##### DOCUMENT PASSAGE #####

# Restored AURORA Superman



## Geoff Boaz (Jan 1, 1970)

Hi All,

Just wanted to post pics of my restored AURORA 1960s Superman. Friday fun!

Click here for the album.


----------



## Cro-Magnon Man (Jun 11, 2001)

Great work, especially on that very realistic-looking brickwork. 
With the original longbox kit and Comic Scenes version you get the same head, but they altered the head for the MPC version of Superman, giving him a fairly strange expression!


----------



## Cappy D (Jun 19, 2004)

Excellent job! Always one of my favorite kits.


----------



## deadmanincfan (Mar 11, 2008)

Beautiful work, Geoff! I always thought that kit was dead-on to Curt Swan's Superman artwork!


----------



## Duck Fink (May 2, 2005)

WOW....love the brick! Nice job!


----------



## Night-Owl (Mar 17, 2000)

Cool paint job Geoff! :thumbsup: Superman is my favorite of the Aurora superhero kits.


----------



## Auroranut (Jan 12, 2008)

Nice work Geoff!! I can't see any seams, and the wall looks great!! I really like the way you've added the concrete between the bricks, and the different brick colours really break it up.
:thumbsup::thumbsup::thumbsup:

Chris.


----------



## BrianM (Dec 3, 1998)

Incredible work Geoff! I even see streaks of blue in his hair, very comic book like! I love the Supes kit, a real classic. I'm experimenting with repositioning the brick wall. From the front POV, it hides the figure. 

Great album too, Wonder Woman is amazing.


----------



## John DeBlasi (Dec 31, 1999)

Excellent !!!!!!!!!! A True Beauty !!! 
What Brand And Color Name Is That Red You Used?. I Love It !!!!!


----------



## Geoff Boaz (Jan 1, 1970)

Thanks for the props guys, it was fun to restore. It's amazing how the paints from the 60s were so very bad. The enamel was just so poor quality, getting it off the model was tough but pure joy.. to free the plastic from that stuff, and seeing the detail come back was worth every brush stroke of super clean.

Also, I wanted this version due to the chest and cape logos being etched into the plastic. So much better than using decals.




Now, I have to start all my Marvel restorations. I have a Cap America, Spiderman and HULK to do. The Cap has the paint stripped, so I'll probably do him next.

Regards

Geoff


----------



## Geoff Boaz (Jan 1, 1970)

Auroranut said:


> Nice work Geoff!! I can't see any seams, and the wall looks great!! I really like the way you've added the concrete between the bricks, and the different brick colours really break it up.
> :thumbsup::thumbsup::thumbsup:
> 
> Chris.


Thanks. The bricks took about a month. Do a little, set it down, do a little more, set it down and on and on. Worth it though in the long run, I'm happy with the way they came out.

##### PROVIDED MATERIAL #####

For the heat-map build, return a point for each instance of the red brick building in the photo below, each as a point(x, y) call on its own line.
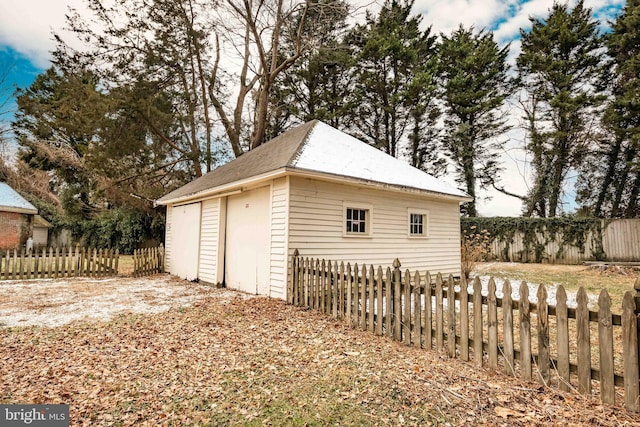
point(16, 218)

#####

- _WHAT YOU NEED TO DO_:
Please answer from the Superman kit thread: why did Geoff want this version of the kit?

- _COMPLETE OUTPUT_:
The chest and cape logos are etched into the plastic, which he found much better than using decals.